**WHAT YOU ARE ASKED TO DO**:
Count the lines of data below that include "banana". Provide only the number.

**Point localization data**:
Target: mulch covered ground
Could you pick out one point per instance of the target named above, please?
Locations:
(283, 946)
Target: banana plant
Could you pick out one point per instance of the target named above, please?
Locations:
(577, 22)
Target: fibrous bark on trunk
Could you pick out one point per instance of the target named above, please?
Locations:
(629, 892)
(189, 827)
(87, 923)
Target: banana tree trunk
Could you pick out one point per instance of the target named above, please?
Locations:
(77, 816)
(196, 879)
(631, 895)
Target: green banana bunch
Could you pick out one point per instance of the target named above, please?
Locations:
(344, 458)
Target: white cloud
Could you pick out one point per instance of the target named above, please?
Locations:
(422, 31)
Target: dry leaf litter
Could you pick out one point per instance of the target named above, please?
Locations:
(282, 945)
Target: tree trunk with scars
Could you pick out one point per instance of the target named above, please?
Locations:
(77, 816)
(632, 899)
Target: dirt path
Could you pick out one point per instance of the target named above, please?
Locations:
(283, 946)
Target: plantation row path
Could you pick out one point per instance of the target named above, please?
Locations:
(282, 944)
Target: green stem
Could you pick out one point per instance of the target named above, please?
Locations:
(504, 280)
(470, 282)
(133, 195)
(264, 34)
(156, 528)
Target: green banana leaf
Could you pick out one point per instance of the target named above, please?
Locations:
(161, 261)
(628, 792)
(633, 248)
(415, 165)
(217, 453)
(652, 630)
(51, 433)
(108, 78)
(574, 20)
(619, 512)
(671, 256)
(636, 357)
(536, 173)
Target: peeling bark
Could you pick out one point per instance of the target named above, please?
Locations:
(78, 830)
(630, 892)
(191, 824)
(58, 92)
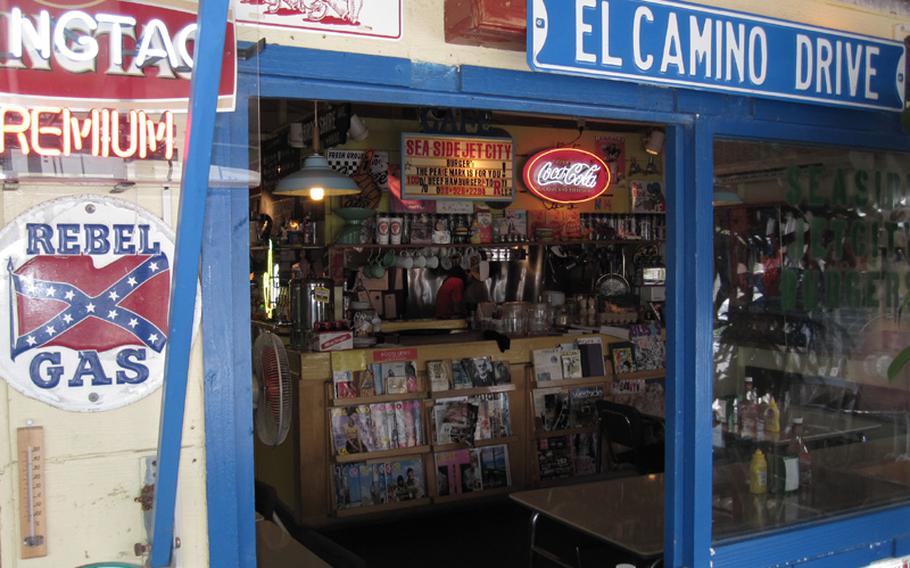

**WRITTEN SOLUTION**:
4